[Data items]

================================

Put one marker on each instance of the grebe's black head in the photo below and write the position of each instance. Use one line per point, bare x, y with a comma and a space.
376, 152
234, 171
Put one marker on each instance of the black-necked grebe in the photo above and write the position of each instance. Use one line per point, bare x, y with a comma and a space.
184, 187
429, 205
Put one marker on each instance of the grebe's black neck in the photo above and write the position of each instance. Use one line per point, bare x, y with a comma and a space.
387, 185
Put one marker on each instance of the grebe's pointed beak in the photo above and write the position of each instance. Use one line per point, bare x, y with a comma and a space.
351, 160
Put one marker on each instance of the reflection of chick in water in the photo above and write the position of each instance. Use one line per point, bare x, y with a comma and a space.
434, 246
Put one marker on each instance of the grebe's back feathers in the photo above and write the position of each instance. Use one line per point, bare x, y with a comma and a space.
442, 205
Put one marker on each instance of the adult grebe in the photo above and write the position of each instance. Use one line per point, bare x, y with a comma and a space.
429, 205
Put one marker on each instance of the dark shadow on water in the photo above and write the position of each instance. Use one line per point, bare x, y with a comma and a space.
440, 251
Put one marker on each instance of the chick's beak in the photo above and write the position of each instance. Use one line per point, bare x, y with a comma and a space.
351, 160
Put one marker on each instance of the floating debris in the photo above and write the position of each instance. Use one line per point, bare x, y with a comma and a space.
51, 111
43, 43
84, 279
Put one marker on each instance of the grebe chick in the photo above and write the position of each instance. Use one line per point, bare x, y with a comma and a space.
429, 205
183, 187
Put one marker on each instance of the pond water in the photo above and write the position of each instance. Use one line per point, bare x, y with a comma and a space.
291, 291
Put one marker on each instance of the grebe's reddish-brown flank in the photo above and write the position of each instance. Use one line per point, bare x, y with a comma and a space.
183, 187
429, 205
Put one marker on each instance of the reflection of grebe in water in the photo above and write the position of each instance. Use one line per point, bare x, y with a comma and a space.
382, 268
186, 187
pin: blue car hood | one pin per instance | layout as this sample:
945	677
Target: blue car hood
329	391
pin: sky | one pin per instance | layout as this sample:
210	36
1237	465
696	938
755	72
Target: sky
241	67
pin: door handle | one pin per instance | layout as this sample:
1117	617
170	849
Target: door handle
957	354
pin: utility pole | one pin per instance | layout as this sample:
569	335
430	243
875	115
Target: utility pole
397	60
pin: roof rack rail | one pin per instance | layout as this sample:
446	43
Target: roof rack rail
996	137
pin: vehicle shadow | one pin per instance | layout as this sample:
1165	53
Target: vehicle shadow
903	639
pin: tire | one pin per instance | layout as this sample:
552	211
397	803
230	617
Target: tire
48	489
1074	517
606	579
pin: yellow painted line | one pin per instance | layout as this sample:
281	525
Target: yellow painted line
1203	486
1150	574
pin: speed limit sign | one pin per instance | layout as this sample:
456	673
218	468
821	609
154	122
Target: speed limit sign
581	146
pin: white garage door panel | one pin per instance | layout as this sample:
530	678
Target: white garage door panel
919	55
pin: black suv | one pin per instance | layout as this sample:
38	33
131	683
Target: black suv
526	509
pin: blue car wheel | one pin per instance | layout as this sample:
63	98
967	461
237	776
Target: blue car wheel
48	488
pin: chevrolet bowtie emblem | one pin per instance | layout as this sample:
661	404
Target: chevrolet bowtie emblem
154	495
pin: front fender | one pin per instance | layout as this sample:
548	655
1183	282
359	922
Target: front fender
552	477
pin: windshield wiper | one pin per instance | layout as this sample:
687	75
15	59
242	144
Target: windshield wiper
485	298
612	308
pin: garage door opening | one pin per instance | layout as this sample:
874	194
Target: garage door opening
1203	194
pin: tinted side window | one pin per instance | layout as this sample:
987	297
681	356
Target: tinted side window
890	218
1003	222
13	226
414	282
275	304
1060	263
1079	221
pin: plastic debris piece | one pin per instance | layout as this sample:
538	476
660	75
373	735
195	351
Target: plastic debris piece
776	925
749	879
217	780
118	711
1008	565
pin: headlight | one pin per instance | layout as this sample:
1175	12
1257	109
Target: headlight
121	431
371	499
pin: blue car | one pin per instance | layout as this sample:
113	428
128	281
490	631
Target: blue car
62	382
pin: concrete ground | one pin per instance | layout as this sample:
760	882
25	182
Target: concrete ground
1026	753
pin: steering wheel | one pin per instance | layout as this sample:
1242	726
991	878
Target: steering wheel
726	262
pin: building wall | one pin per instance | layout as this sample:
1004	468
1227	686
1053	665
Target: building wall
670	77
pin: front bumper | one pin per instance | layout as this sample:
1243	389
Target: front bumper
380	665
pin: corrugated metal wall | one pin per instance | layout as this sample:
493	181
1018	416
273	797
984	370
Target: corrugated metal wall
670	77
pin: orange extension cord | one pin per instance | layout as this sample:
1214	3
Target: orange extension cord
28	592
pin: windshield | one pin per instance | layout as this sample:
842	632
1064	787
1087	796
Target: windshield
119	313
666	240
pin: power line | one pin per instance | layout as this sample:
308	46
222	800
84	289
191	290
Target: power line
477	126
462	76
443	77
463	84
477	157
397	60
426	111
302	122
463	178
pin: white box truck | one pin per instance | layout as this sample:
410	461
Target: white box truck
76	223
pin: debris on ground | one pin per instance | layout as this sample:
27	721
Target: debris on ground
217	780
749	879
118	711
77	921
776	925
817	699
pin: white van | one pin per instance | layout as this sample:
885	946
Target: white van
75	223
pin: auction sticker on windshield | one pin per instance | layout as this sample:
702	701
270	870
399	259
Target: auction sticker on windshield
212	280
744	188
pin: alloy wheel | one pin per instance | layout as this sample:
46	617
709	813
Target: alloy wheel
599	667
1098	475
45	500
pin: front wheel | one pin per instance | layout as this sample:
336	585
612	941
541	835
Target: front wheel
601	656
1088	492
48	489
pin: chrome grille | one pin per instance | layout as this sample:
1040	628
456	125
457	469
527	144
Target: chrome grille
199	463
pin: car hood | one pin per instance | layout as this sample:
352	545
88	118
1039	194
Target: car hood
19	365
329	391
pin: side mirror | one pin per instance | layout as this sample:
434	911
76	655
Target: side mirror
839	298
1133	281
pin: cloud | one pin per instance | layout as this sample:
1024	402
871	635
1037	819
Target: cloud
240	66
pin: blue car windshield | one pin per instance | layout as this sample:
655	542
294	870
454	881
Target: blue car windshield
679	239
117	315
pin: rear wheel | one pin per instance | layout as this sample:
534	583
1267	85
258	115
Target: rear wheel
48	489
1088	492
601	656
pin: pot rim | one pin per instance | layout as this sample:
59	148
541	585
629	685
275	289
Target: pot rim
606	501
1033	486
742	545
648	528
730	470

================================

[Exercise objective]
Give the entries again in full, exactly as they were written above.

[Written reply]
Put one marker on each instance of the grebe's black head in the photo below and write the position of each instance. Use one line per point, bare x, y with a comma and a space.
376, 152
234, 171
Put one marker on each instance of the black-necked grebe in the photo above and write the position of each instance. Use one line per point, bare x, y with a comma and a space.
184, 187
429, 205
Put one marker on each instance of the grebe's black neck in the photo above and write the position of each instance. Use one line per point, bare x, y with a comma and a space.
387, 185
Put one marker on each instance of the grebe's pointed beak in the photo above and write the position of each instance. Use one line per point, bare x, y with a comma and a space.
351, 160
Put one marker on each instance of the reflection of chick in water in the photo above and write the position of each instance. Use one line per point, bare x, y with a comma and a space.
434, 246
Put one marker on each instance of the grebe's back feathers in the photo above and write the position of each instance. Use one line per point, bare x, y with a comma and a space.
442, 205
Put one marker on each instance of the adult grebe in the photo above and write the position of each instance. Use one line per point, bare x, y with a comma and a space.
429, 205
Put one marker on each instance of the dark shadow on water in the photo above and write the position of each instance. Use one line per point, bare x, y with a comma and a space.
440, 251
Put one marker on each instance of the chick's beak in the photo above and write the position of each instance. Use one line per point, bare x, y with a comma and a space.
351, 160
Put one marker on each instance of the floating debris in the photo above and write the position of each instance. Use one line per point, bare x, y with a comma and a space.
51, 111
43, 43
84, 279
Put one marker on each instance of the grebe chick in the photo above and write the position of each instance. Use one line per point, bare x, y with a comma and a space.
429, 205
183, 187
Put one marker on each instance of the pond water in the photo above and write the position of each instance. Use one line per point, bare x, y with a comma and a space.
291, 291
Put one marker on each instance of the grebe's reddish-brown flank in the photo above and write the position of each instance. Use one line per point, bare x, y with a comma and a space.
183, 187
429, 205
Put one marker on each instance of the reflection of grebe in water in the photo above and write the position of each instance. Use one line per point, bare x, y with a comma and a space.
382, 268
186, 187
pin: blue car hood | one pin per instance | layout as this sample:
945	677
Target: blue car hood
329	391
pin: sky | one pin per instance | layout as this sample:
210	36
1237	465
696	938
755	72
Target: sky
241	67
pin: door handle | one pin per instance | layout as this sample:
1117	617
170	849
Target: door handle
957	354
pin: utility pole | one pin per instance | layout as this sample:
569	335
430	243
875	115
Target: utility pole
397	60
pin: roof rack rail | one pin per instance | layout as this sample:
446	43
Target: roof rack rail
996	137
pin: vehicle shadow | one pin per instance | layout as this sample:
1165	53
Target: vehicle shadow
903	639
pin: tire | one pin per instance | layout as this sample:
552	211
397	803
230	617
Target: tire
48	489
1074	517
606	579
pin: yellow painted line | one pin per instance | layout as this sample:
281	525
Target: yellow painted line
1203	486
1150	574
pin: speed limit sign | one pin per instance | layout as this sample:
456	673
218	468
821	609
154	122
Target: speed limit sign
581	146
pin: white garage door panel | one pin per instance | layout as this sample:
530	678
Target: white garage door panel
919	55
pin: black suv | one pin per instance | layout as this sample:
38	33
131	683
Target: black suv
526	509
pin: blue car wheel | one pin per instance | layout as this sample:
63	98
967	461
237	776
Target: blue car wheel
48	488
pin: chevrolet bowtie emblem | one pin per instance | layout as this sample:
661	404
Target: chevrolet bowtie emblem
154	495
pin: front fender | one pin per instance | layout as this sample:
548	655
1183	282
359	922
Target: front fender
552	477
pin: windshield wiper | one pin per instance | layout as this sample:
687	75
15	59
242	144
Target: windshield wiper
485	298
612	308
pin: garage door opening | one pin per instance | layout as this sample:
874	194
Target: garage door opening
1203	194
pin: tinted side window | one pin per instance | layout as this sample:
987	297
681	356
Target: tinted side window
890	218
1003	222
13	226
414	282
275	304
1060	263
1079	221
pin: plastic debris piece | one pin per instance | layout as this sample:
538	476
660	75
373	735
195	351
Target: plastic debris piece
776	925
749	879
217	780
118	711
1008	565
pin: headlight | one pin per instance | layout as this sample:
1175	12
1257	109
Target: headlight
121	431
371	499
pin: blue car | one pin per instance | layout as this sample:
113	428
128	281
490	631
Target: blue car
62	382
pin: concrete ground | one pin per instance | layout as this sample:
760	882
25	182
Target: concrete ground
1026	753
pin: steering wheel | one pin per instance | layout as this sample:
1242	726
991	878
Target: steering wheel
726	262
pin: building wall | one pin per instance | layout as this sample:
1004	468
1227	686
1053	665
Target: building wall
670	77
pin: front bumper | one pin per instance | layout as this sample:
1243	389
Target: front bumper
380	665
pin: corrugated metal wall | one pin per instance | layout as this sample:
493	181
1018	416
273	797
984	370
Target: corrugated metal wall
670	77
pin: orange extension cord | one pin per instance | layout as this sample:
1214	3
Target: orange extension cord
28	592
pin: windshield | one pin per instance | layout as this sample:
842	632
1064	787
1087	796
Target: windshield
119	313
666	240
pin: power line | one pin per instance | layout as this sample:
308	46
222	800
84	289
191	290
Target: power line
477	126
462	76
443	77
463	84
477	157
397	60
426	111
302	122
463	178
pin: white box truck | one pin per instance | layout as this sample:
410	461
Target: white box truck
76	223
pin: debris on ground | one pin per instance | layout as this sample:
27	721
Target: debris on ground
217	780
749	879
118	711
77	921
776	925
817	699
pin: white van | one pin per instance | layout as this sample:
885	946
Target: white van
75	223
pin: auction sticker on windshield | one pin per instance | layout as this sample:
702	701
270	870
399	259
Target: auction sticker on windshield
212	280
744	188
pin: alloy wheel | one pin per instance | layout as this sample:
46	617
709	813
Target: alloy wheel
599	667
1098	475
45	500
pin: front wheel | one pin per instance | layout as this sample:
336	585
612	941
541	835
Target: front wheel
601	656
1088	492
48	489
pin: chrome grille | one pin per instance | layout as this sample:
1040	628
456	125
457	469
527	144
Target: chrome grille
199	463
pin: car hood | one pin per instance | layout as this sample:
352	545
88	118
1039	194
Target: car hood
19	365
329	391
pin: side mirror | one pin per instance | layout as this sample:
434	911
76	655
Target: side mirror
839	298
1133	281
pin: cloud | one pin per instance | layout as this sample:
1024	402
871	635
1037	819
Target: cloud
240	66
pin: blue car windshield | one pin per instance | layout as this sample:
655	542
294	870
454	881
Target: blue car windshield
679	239
117	315
pin: rear wheel | one pin per instance | layout as this sample:
534	583
1267	85
258	115
Target: rear wheel
48	489
1088	492
601	656
pin: pot rim | one pin per instance | layout as this sample:
59	148
541	585
629	685
275	289
Target: pot rim
606	501
1033	486
742	545
648	528
730	470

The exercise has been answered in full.